## Quoted passage
>> Begin

Vikram Banerjee

Personal information
- Born: 20 March 1984 (age 42) Bradford, Yorkshire, England
- Height: 6 ft 0 in (1.83 m)
- Batting: Left-handed
- Bowling: Slow left-arm orthodox
- Role: Bowler

Domestic team information
- 2004: Cambridge University
- 2006–2011: Gloucestershire
- 2011–2012: Buckinghamshire

Career statistics
| Competition | FC | LA | T20 |
| Matches | 43 | 13 | 15 |
| Runs scored | 438 | 12 | 9 |
| Batting average | 9.73 | 4.00 | 9.00 |
| 100s/50s | 0/0 | 0/0 | 0/0 |
| Top score | 35 | 6 | 5* |
| Balls bowled | 7,911 | 618 | 330 |
| Wickets | 97 | 19 | 13 |
| Bowling average | 46.29 | 25.42 | 33.61 |
| 5 wickets in innings | 2 | 0 | 0 |
| 10 wickets in match | 0 | 0 | 0 |
| Best bowling | 5/74 | 3/47 | 2/30 |
| Catches/stumpings | 9/– | 5/– | 5/– |
- Source: ESPNcricinfo, 2 August 2025

= Vikram Banerjee =

English cricketer and cricket executive (born 1984)

Vikram Banerjee (born 20 March 1984) is an English former cricketer and cricket executive. A slow left-arm orthodox bowler, he played first-class and limited-overs cricket primarily for Gloucestershire between 2006 and 2011, having previously represented Cambridge University. After retiring from professional cricket, Banerjee joined the England and Wales Cricket Board (ECB) in 2017, where he has held several senior roles including Head of Strategy and Director of Business Operations. He led initiatives to increase diversity and private investment in English cricket. In 2025, he was appointed managing director of The Hundred, overseeing the competition's commercial development and long-term strategy.

==Background==
Vikram Banerjee was born on 20 March 1984 in Bradford, Yorkshire. He studied at King Edward's School, Birmingham and Downing College, Cambridge. During his teenage years, he represented Warwickshire at age-group level.

==Professional playing career==
Banerjee made his first-class debut for Cambridge University in the annual University Match against Oxford University at Oxford in June 2004.

Banerjee made his County Championship debut for Gloucestershire in August 2006, shortly after a single appearance for Surrey in the Second XI Championship. He took four wickets in that match. In his Gloucestershire debut, he returned figures of 0 for 73 off 24 overs in an innings defeat to Somerset. During the 2006 and 2007 seasons, he also played league cricket for Dulwich and Bath when not on county duty. He was part of the ECB Emerging Players squad in the winters of 2006 and 2007, and was described as "one to watch" in SPIN Magazine in 2007. The Independent described him as having a "calm temperament and a teasing flight" as well as "accuracy and high easy action".

>> End

Reproduce the passage of the Vikram Banerjee profile starting with "Vikram Banerjee (born" and going on through "and long-term strategy.".

## Records provided
>> Begin

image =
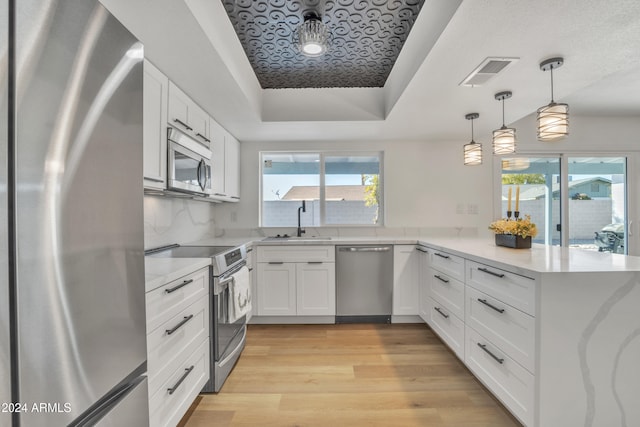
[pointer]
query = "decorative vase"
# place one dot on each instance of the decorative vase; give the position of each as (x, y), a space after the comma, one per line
(513, 241)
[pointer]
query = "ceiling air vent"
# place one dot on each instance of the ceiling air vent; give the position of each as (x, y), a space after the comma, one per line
(488, 69)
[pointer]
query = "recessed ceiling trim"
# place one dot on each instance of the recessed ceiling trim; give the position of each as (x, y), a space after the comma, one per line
(365, 41)
(488, 69)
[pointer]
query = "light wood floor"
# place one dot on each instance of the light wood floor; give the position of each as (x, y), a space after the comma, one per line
(348, 375)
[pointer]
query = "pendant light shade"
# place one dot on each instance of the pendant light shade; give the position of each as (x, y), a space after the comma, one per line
(553, 119)
(472, 150)
(515, 164)
(313, 36)
(504, 139)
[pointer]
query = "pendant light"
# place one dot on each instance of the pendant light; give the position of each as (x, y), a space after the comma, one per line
(553, 119)
(472, 150)
(504, 139)
(313, 36)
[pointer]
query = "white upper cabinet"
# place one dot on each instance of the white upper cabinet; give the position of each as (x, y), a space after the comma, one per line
(232, 167)
(217, 159)
(154, 136)
(187, 116)
(225, 163)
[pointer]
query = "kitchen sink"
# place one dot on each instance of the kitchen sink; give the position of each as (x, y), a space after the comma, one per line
(295, 239)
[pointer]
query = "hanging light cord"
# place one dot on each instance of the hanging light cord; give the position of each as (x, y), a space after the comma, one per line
(472, 140)
(551, 70)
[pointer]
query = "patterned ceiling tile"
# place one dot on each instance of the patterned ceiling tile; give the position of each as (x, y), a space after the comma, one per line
(366, 39)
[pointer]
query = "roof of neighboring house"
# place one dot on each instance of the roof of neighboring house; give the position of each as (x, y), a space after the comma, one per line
(536, 191)
(332, 192)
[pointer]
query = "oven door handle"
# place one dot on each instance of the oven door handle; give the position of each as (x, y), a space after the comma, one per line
(226, 281)
(223, 300)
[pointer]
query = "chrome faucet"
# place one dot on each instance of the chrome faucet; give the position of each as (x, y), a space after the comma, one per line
(304, 209)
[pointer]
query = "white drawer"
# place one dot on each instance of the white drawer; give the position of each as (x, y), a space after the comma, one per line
(447, 291)
(510, 329)
(306, 253)
(448, 327)
(164, 302)
(515, 290)
(511, 383)
(191, 324)
(451, 265)
(167, 409)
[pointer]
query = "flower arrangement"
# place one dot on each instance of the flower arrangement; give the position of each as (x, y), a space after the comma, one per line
(519, 227)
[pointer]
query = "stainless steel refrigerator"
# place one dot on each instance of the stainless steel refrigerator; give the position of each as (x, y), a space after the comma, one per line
(72, 314)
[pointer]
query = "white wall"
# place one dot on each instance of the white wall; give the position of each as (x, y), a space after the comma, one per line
(171, 220)
(427, 189)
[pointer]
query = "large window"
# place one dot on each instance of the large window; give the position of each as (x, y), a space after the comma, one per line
(574, 201)
(337, 188)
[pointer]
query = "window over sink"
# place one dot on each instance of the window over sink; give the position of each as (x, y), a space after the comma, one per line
(339, 188)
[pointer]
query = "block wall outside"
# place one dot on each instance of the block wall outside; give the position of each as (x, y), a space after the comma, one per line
(585, 216)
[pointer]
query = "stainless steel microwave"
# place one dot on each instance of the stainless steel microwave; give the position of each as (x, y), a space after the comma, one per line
(189, 164)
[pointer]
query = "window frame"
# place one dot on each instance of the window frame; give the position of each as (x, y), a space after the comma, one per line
(323, 154)
(631, 202)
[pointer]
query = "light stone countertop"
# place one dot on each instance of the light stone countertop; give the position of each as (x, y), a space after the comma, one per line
(160, 271)
(540, 259)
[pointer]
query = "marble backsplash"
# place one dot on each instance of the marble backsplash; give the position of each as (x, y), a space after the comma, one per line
(176, 220)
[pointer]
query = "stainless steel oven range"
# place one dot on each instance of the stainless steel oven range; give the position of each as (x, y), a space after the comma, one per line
(226, 338)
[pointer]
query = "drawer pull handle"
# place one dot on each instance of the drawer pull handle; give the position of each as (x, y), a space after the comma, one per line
(181, 285)
(440, 278)
(203, 137)
(446, 316)
(182, 378)
(175, 328)
(496, 358)
(484, 270)
(153, 179)
(488, 304)
(183, 124)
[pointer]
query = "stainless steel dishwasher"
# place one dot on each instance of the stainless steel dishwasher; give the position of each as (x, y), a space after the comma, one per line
(364, 283)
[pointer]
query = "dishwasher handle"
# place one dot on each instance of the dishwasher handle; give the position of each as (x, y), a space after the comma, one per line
(366, 249)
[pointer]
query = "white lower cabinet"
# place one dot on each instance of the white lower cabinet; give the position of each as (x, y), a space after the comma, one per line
(448, 326)
(316, 290)
(296, 281)
(276, 288)
(423, 286)
(175, 395)
(504, 325)
(177, 346)
(406, 271)
(485, 315)
(505, 377)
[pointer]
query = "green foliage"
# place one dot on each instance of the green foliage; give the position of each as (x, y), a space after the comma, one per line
(523, 178)
(372, 193)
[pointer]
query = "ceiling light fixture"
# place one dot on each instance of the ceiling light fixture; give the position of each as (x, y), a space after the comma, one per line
(504, 139)
(472, 150)
(313, 36)
(553, 119)
(515, 164)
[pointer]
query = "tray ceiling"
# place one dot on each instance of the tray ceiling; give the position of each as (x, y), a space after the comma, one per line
(366, 39)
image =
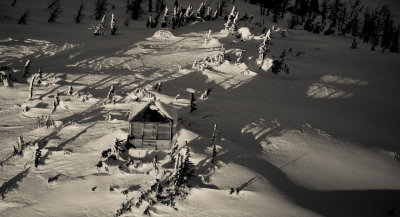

>> End

## Solution to this task
Vikram Banerjee (born 20 March 1984) is an English former cricketer and cricket executive. A slow left-arm orthodox bowler, he played first-class and limited-overs cricket primarily for Gloucestershire between 2006 and 2011, having previously represented Cambridge University. After retiring from professional cricket, Banerjee joined the England and Wales Cricket Board (ECB) in 2017, where he has held several senior roles including Head of Strategy and Director of Business Operations. He led initiatives to increase diversity and private investment in English cricket. In 2025, he was appointed managing director of The Hundred, overseeing the competition's commercial development and long-term strategy.